Your instructions
Reproduce the records below exactly, leaving out any pictures.

Location identification entries
------------------------------------
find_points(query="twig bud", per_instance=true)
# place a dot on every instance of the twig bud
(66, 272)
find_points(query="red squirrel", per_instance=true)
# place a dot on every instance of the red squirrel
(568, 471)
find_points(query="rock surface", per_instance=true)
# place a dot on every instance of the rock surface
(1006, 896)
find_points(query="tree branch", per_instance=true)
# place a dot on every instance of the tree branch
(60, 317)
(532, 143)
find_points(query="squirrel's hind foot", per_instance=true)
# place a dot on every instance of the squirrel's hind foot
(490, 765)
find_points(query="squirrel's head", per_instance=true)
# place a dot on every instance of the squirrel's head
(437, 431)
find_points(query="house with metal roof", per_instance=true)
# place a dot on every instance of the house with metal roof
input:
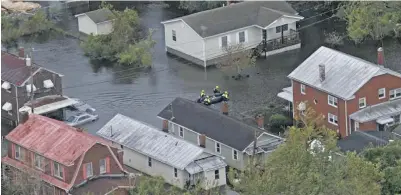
(202, 38)
(17, 74)
(65, 160)
(153, 152)
(351, 93)
(97, 22)
(218, 132)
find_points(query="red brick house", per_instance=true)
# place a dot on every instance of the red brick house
(351, 93)
(67, 160)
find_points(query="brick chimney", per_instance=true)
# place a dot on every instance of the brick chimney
(165, 125)
(260, 120)
(380, 56)
(322, 72)
(21, 52)
(224, 108)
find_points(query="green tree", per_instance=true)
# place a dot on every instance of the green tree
(372, 19)
(388, 158)
(300, 166)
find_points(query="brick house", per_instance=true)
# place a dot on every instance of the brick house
(66, 160)
(16, 87)
(351, 93)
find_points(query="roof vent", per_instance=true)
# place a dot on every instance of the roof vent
(322, 72)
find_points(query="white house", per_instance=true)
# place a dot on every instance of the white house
(156, 153)
(97, 22)
(201, 38)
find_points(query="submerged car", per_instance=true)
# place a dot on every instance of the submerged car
(80, 119)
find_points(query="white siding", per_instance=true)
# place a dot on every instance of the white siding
(86, 25)
(188, 41)
(140, 162)
(105, 27)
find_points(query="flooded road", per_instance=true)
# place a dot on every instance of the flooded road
(142, 95)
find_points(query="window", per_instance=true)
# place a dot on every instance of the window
(241, 37)
(181, 132)
(382, 93)
(218, 148)
(149, 162)
(333, 101)
(174, 35)
(395, 93)
(175, 172)
(38, 161)
(216, 174)
(362, 102)
(303, 89)
(333, 119)
(88, 169)
(17, 152)
(102, 166)
(58, 170)
(235, 154)
(224, 41)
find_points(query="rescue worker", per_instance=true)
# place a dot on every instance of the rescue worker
(216, 89)
(225, 96)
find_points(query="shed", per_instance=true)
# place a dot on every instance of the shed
(97, 22)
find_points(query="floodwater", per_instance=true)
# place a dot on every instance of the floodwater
(142, 95)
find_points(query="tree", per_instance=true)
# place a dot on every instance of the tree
(301, 167)
(236, 57)
(372, 20)
(388, 158)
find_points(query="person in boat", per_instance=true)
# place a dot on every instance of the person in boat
(216, 89)
(225, 96)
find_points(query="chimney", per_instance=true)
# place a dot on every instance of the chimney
(322, 72)
(224, 108)
(24, 116)
(21, 52)
(202, 140)
(165, 126)
(380, 56)
(260, 119)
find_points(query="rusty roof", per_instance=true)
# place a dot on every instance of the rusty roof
(53, 139)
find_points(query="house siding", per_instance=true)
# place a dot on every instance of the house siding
(139, 162)
(187, 40)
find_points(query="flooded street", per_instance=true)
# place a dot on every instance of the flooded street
(141, 95)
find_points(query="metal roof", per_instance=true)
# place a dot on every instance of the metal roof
(345, 74)
(385, 109)
(52, 139)
(150, 141)
(236, 16)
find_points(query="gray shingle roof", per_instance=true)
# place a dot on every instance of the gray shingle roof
(237, 16)
(213, 124)
(100, 15)
(345, 74)
(150, 141)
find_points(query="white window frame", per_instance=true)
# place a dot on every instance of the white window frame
(334, 117)
(181, 132)
(235, 154)
(218, 146)
(303, 89)
(58, 170)
(334, 101)
(384, 93)
(364, 102)
(394, 91)
(102, 170)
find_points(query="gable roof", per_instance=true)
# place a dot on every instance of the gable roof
(204, 120)
(345, 74)
(53, 139)
(99, 16)
(235, 16)
(150, 141)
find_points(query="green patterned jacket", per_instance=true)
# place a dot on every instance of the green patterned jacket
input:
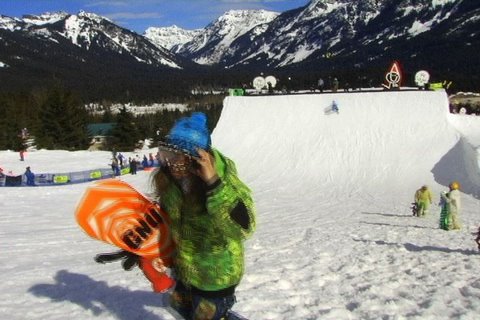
(209, 234)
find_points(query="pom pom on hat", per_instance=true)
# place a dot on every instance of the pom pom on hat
(188, 134)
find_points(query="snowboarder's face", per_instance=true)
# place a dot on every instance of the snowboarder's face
(178, 163)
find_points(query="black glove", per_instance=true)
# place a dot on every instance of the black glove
(129, 260)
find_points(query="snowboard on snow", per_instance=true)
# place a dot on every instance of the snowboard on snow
(114, 212)
(333, 108)
(232, 315)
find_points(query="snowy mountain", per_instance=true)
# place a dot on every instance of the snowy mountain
(90, 32)
(346, 39)
(342, 28)
(211, 44)
(169, 37)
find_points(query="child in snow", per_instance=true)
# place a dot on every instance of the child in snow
(423, 199)
(30, 177)
(212, 213)
(451, 208)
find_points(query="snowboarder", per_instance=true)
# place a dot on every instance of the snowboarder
(423, 199)
(212, 213)
(320, 84)
(30, 177)
(335, 85)
(451, 208)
------------------------------------
The solution
find_points(query="twig bud", per_instance=true)
# place a dot on every instance of the twig bud
(66, 272)
find_points(query="red squirrel", per_instance=true)
# place a dot on every instance of the red squirrel
(568, 471)
find_points(query="rock surface", per_instance=true)
# place a dot on every instance of the rock surface
(1006, 896)
find_points(query="tree branch", per_instance=true)
# place a dot on every instance of the tree branch
(60, 317)
(532, 143)
find_points(query="squirrel's hind foot", per_instance=true)
# place a dot on every instance of the squirrel's hind foot
(490, 765)
find_points(query="squirrel's head", per_instance=true)
# place a dot on every instance of the squirrel's head
(437, 431)
find_points(query="house with metal roof", per_instance=true)
# place a dot on every instance of the house with metal roof
input:
(202, 38)
(17, 74)
(65, 160)
(153, 152)
(351, 93)
(97, 22)
(218, 132)
find_points(query="red brick house", per_instance=true)
# place a dot on every instance of the red brick house
(351, 93)
(67, 160)
find_points(query="brick chimney", per_instance=true)
# place a dot on every instance of the brick chimney
(165, 125)
(260, 120)
(380, 56)
(322, 72)
(21, 52)
(224, 108)
find_points(query="green tree", per_instance=true)
# place a dot on every instance of the green tree
(372, 19)
(388, 158)
(300, 166)
find_points(query="brick house", per_instance=true)
# place a dot on every instance of the brick house
(66, 160)
(16, 87)
(351, 93)
find_points(query="roof vent", per_instance=true)
# place a dot on every instance of the roof vent
(322, 72)
find_points(query="white house", per_instance=true)
# place a dot on every instance of the white house
(156, 153)
(97, 22)
(201, 38)
find_points(query="submerged car", per_instance=true)
# place a dot on every instance of the submerged car
(80, 119)
find_points(query="white siding", per_instance=true)
# place a dot on every instance of the white siding
(86, 25)
(188, 41)
(140, 162)
(105, 27)
find_points(query="flooded road", per_instance=true)
# place a dot on every instance of the flooded road
(142, 95)
find_points(query="window", per_instance=true)
# place a dot on every instance of the window
(241, 37)
(181, 132)
(382, 93)
(218, 148)
(149, 162)
(333, 101)
(174, 35)
(395, 93)
(175, 172)
(38, 161)
(216, 174)
(362, 102)
(303, 89)
(333, 119)
(88, 169)
(17, 152)
(102, 166)
(58, 170)
(235, 154)
(224, 41)
find_points(query="rescue worker", per_instance=true)
# place a dot on every instance of the rescue worker
(216, 89)
(225, 96)
find_points(query="shed", per_instance=true)
# place a dot on every instance of the shed
(97, 22)
find_points(query="floodwater", per_instance=true)
# place a dot on every instance of the floodwater
(142, 95)
find_points(query="tree", per_instance=true)
# place a dot on every instance of the tree
(301, 167)
(236, 57)
(372, 20)
(388, 158)
find_points(query="person in boat", per_instance=true)
# place a dot on every instance of the person in boat
(216, 89)
(225, 96)
find_points(query="chimney", per_instance=true)
# place a dot on every instance of the chimney
(322, 72)
(224, 108)
(24, 116)
(21, 52)
(202, 140)
(165, 126)
(380, 56)
(260, 119)
find_points(query="rusty roof", per_instance=true)
# place a dot on every instance of the rusty roof
(53, 139)
find_points(query="house siding", per_instance=true)
# place a dot on every instance of the house siding
(139, 162)
(187, 40)
find_points(query="flooded street", per_instance=true)
# place a dot on every instance of the flooded street
(141, 95)
find_points(query="metal roof", per_instance=true)
# place a dot on every instance of the metal roof
(345, 74)
(385, 109)
(52, 139)
(150, 141)
(236, 16)
find_points(query="gray shingle roof", per_instance=true)
# place a dot on every instance of the gray shingle roof
(237, 16)
(213, 124)
(100, 15)
(345, 74)
(150, 141)
find_points(query="white window frame", per_instance=true)
# place a dot on every instance of the white window frame
(334, 117)
(181, 132)
(235, 154)
(218, 146)
(303, 89)
(58, 170)
(334, 101)
(384, 93)
(364, 102)
(394, 91)
(102, 170)
find_points(query="gable roof", per_instance=true)
# place a dot on every instance of the gable roof
(204, 120)
(345, 74)
(53, 139)
(99, 16)
(235, 16)
(150, 141)
find_points(query="green patterned jacket", per_instance=true)
# place a dot on every instance of the green patterned jacket
input:
(209, 234)
find_points(query="pom pom on hat", per_instance=true)
# place a dot on every instance of the pom pom on hat
(188, 134)
find_points(query="snowboarder's face", per_instance=true)
# place a dot on every instance of the snowboarder's face
(178, 163)
find_points(query="black glove", per_instance=true)
# place a dot on every instance of the black glove
(129, 260)
find_points(query="snowboard on snow", per_instance=true)
# place a dot on every instance of the snowboard on snow
(114, 212)
(333, 108)
(232, 315)
find_points(query="snowy mountain", per_instance=true)
# place a dot on every instance of the snowy mountain
(90, 32)
(346, 39)
(342, 28)
(211, 44)
(169, 37)
find_points(query="child in snow", per_instance=true)
# place a dot on every instance of the child in snow
(423, 199)
(30, 177)
(212, 213)
(451, 208)
find_points(query="snowboarder", per_instance=true)
# place a dot on every instance of the snowboarder
(423, 199)
(212, 213)
(320, 84)
(30, 177)
(335, 85)
(451, 208)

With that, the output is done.